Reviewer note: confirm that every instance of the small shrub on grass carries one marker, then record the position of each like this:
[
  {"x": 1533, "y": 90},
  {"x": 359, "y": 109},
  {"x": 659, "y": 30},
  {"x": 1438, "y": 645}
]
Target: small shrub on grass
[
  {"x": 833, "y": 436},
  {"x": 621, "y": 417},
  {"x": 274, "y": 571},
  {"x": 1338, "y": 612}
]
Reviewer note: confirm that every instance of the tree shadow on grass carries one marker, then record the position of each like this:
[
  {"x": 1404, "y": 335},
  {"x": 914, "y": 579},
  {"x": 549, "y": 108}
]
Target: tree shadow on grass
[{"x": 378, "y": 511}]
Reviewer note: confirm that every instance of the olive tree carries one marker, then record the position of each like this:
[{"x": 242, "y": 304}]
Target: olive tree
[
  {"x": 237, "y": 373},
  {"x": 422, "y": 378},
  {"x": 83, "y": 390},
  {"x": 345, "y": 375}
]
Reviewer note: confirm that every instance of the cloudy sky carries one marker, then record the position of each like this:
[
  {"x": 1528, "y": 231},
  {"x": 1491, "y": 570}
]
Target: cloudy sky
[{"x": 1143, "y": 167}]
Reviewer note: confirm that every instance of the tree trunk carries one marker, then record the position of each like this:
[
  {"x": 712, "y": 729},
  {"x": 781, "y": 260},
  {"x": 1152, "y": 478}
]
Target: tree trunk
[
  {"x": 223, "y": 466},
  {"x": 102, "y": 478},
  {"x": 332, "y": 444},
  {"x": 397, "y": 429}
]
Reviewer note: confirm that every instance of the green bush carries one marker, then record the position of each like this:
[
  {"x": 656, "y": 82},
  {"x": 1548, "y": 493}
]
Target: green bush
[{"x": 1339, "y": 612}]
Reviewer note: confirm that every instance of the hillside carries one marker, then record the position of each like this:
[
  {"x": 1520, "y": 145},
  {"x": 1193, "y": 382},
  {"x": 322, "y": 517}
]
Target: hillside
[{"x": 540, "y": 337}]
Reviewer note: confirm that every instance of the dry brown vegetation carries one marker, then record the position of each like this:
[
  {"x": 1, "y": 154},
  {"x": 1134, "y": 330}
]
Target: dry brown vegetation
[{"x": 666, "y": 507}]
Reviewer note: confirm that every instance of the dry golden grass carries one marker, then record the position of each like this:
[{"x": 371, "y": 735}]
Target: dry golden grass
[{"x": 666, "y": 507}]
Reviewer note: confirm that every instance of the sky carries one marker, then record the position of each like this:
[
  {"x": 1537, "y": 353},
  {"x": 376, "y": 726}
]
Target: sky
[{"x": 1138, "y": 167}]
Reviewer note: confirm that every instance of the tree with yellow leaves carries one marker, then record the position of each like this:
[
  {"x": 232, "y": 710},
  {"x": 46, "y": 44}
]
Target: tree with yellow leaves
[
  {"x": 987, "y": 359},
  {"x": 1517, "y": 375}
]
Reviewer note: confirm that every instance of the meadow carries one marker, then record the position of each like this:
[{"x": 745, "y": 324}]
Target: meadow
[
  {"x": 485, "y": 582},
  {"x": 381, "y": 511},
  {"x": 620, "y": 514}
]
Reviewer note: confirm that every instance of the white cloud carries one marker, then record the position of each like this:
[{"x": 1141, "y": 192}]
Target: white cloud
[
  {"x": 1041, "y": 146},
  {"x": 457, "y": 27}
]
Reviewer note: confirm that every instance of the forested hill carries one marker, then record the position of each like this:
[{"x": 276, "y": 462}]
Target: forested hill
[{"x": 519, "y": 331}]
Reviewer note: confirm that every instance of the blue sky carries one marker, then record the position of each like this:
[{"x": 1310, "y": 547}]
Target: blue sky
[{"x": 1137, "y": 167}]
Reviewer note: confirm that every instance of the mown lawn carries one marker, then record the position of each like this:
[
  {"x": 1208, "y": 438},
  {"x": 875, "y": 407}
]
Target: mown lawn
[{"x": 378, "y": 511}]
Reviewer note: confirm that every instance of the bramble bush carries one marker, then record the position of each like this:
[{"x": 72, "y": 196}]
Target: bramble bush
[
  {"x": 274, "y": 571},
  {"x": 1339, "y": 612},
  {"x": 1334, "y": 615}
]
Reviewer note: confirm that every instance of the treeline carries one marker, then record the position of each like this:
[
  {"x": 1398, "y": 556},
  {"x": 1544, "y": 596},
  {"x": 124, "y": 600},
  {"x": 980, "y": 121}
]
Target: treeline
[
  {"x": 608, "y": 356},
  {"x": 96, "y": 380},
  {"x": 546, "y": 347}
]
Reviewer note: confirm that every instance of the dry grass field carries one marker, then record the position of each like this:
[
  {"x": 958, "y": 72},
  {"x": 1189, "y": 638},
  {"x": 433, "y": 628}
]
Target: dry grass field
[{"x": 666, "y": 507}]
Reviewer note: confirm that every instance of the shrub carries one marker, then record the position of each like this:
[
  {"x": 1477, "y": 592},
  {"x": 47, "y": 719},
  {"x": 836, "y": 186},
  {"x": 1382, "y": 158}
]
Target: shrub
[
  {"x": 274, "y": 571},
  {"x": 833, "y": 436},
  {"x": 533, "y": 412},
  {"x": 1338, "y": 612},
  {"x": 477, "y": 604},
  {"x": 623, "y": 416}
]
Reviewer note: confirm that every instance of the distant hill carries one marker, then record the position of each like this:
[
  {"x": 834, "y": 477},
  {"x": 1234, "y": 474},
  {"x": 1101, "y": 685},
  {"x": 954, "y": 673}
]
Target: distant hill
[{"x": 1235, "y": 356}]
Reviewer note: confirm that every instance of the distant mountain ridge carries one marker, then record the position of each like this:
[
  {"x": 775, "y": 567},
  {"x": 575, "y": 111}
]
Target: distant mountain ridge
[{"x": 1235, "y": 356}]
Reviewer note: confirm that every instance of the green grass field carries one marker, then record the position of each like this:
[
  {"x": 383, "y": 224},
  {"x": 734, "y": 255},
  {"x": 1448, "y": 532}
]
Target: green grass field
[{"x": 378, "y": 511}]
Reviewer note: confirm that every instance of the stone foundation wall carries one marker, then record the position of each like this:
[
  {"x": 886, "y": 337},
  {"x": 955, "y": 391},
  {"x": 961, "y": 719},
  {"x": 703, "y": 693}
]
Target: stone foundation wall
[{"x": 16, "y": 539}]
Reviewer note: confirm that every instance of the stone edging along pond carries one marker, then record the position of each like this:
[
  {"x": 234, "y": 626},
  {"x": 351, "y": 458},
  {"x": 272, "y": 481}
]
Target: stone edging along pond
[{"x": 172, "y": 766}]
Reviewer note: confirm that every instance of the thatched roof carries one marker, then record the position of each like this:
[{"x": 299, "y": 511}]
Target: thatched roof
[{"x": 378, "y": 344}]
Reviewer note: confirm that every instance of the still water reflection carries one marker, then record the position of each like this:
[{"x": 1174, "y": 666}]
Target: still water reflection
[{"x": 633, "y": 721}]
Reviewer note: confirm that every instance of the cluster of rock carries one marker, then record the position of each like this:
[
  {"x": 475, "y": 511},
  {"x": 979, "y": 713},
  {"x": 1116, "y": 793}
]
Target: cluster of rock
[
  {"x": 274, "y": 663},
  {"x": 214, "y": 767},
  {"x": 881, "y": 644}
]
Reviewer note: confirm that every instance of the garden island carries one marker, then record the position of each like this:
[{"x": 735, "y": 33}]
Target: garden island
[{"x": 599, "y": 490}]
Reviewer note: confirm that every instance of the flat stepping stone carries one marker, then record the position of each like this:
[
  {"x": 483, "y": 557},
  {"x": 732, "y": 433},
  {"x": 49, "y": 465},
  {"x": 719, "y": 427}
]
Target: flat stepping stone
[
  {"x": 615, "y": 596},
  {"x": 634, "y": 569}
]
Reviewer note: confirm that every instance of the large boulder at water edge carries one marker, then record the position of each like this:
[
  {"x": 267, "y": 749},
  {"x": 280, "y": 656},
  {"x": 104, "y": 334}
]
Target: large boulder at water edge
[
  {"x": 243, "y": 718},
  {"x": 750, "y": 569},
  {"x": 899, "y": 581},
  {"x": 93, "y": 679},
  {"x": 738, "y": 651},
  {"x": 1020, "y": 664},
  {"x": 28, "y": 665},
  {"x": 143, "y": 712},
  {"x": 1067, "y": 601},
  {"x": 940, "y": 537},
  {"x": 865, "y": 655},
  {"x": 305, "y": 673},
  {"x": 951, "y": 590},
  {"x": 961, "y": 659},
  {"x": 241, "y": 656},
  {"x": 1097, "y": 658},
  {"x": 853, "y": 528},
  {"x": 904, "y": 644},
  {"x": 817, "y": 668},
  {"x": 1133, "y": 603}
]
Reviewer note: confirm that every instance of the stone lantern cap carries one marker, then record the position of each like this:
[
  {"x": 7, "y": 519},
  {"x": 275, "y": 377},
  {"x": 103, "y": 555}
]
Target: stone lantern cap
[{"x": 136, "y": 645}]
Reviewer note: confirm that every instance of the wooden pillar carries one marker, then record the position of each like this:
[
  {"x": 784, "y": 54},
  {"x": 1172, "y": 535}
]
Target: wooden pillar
* * *
### [Task item]
Show me each line of the listing above with "pillar" in it.

### [Final answer]
Reviewer note: confirm that every instance of the wooden pillar carries one marker, then record the position of each like this:
Target: wooden pillar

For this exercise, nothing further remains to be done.